STATED GOAL:
Reproduce every line of the data below, requests included, shifting each x and y coordinate in the answers up by 44. Leave the numbers in the requests and their format samples unchanged.

Pointing entries for named objects
+--

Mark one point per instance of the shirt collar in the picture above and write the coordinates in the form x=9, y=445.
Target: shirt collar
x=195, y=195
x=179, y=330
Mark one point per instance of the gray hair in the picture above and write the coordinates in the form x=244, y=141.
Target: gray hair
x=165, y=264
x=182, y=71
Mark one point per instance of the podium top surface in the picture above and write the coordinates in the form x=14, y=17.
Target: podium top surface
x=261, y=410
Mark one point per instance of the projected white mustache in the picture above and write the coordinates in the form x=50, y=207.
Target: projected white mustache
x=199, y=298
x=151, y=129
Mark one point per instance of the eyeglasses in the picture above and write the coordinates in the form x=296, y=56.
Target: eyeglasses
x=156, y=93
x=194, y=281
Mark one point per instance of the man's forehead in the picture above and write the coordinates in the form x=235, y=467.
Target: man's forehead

+--

RESULT FOR THIS EXERCISE:
Mark one point per instance of the shirt collar in the picture above and write the coordinates in the form x=9, y=445.
Target: shirt collar
x=239, y=239
x=223, y=374
Mark one point per instance of the gray hair in the picture above and write the coordinates in the form x=244, y=141.
Target: gray hair
x=209, y=308
x=226, y=115
Mark one point per instance of the podium top surface in the picture above and write the coordinates in the form x=14, y=17.
Target: podium top surface
x=305, y=454
Mark one point per instance of the projected white mustache in the picture above and write the coordinates in the form x=50, y=207.
Target: projected white mustache
x=243, y=342
x=195, y=173
Mark one point per instance of the eyeglasses in the picture above and write the coordinates in the form x=296, y=56.
Target: eyeglasses
x=200, y=137
x=238, y=325
Mark one point per instance of the man's forehead in the picture above and write the coordinates in the form x=235, y=467.
Target: man's forehead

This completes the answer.